## Arbeitsauftrag A
Wie hoch ist laut dem Text zur geriatrischen Reha in Würzburg der Eigenanteil bei einem vierwöchigen Aufenthalt?
## Arbeitsauftrag B
Setze bitte den Text zur geriatrischen Reha in Würzburg im Anschluss an seinen letzten Satz fort.

## Lesetext
━━━━━━
Seit nunmehr zweieinhalb Jahren versuche die Seniorenvertretung der Stadt Würzburg auf regionaler und bayerischer Ebene die wohnortnahe geriatrische Rehabilitation für DAK- Versicherte als Kassenleistung wieder zu ermöglichen, „bislang leider ohne Erfolg“, so Schwab.
DAK-Patienten mit Eigenanteil
Der Mediziner weiter: In fernere Kliniken wechseln zu müssen, überfordere die betagten Patienten. Sollten ältere Patienten sogar auf eine so weit entfernte Rehabilitation ohne Kontakt zu den eigenen Bezugspersonen lieber ganz verzichten, stelle das eine indirekte Leistungsverweigerung dar. In Einzelfällen hätten Patienten auf ausdrücklichen Wunsch zwar seither trotzdem in einer Würzburger Einrichtung ihre Reha angetreten, hätten dann allerdings aufbezahlen müssen. Dieser Eigenanteil betrage bei einem vierwöchigen Aufenthalt bis 1500 Euro, so Dr. Schwab.
━━━━━━
## Extrahierte Daten
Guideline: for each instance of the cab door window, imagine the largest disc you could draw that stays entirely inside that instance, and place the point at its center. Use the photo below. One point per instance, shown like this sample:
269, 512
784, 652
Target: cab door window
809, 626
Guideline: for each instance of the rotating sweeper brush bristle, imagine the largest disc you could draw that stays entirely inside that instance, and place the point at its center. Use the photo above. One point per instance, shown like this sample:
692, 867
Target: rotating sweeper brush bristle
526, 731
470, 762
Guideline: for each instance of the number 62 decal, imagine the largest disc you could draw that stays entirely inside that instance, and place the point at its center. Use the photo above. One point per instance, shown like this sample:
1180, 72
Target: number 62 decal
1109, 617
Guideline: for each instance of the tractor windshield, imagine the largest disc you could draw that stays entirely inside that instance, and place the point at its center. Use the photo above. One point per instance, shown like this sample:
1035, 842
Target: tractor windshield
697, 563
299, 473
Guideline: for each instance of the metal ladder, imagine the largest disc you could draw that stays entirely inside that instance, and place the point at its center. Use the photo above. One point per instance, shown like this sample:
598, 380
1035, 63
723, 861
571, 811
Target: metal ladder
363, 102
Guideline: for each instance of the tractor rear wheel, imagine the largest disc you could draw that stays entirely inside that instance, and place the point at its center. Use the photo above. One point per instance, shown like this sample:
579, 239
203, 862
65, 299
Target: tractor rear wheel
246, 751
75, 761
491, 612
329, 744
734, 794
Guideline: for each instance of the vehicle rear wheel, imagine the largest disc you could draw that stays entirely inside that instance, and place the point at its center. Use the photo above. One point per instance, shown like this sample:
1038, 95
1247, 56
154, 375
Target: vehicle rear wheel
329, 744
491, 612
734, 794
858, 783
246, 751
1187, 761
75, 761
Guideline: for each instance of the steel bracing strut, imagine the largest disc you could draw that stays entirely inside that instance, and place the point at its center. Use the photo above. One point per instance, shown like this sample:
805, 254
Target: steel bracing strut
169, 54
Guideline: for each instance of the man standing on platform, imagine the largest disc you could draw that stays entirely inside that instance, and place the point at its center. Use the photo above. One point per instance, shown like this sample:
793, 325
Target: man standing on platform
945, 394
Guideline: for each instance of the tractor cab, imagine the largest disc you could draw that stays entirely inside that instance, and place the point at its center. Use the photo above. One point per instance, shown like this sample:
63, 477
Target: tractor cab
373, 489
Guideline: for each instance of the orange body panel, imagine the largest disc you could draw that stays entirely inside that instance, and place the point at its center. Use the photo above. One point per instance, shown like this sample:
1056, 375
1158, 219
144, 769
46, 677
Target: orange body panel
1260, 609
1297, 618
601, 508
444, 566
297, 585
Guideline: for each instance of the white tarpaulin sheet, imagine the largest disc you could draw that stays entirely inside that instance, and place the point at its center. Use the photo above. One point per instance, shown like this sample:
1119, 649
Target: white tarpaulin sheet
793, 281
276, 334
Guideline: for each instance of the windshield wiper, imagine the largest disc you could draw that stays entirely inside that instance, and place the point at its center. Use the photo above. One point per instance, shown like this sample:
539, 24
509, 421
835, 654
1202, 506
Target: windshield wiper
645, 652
━━━━━━
## Lösung A
Bis 1500 Euro.

## Lösung B
München: Reha-Plätze abgebaut
Die Tagessätze der beiden Würzburger Kliniken liegen bei 200 Euro. Um den Qualitätsstandard sicher zu stellen, müssen die Träger pro Bett (Patient) und Tag damit je 40 Euro zuschießen. Diese Unterfinanzierung, so Schwab, habe beispielsweise in München bereits zum Abbau dringend benötigter geriatrischer Reha-Plätze geführt.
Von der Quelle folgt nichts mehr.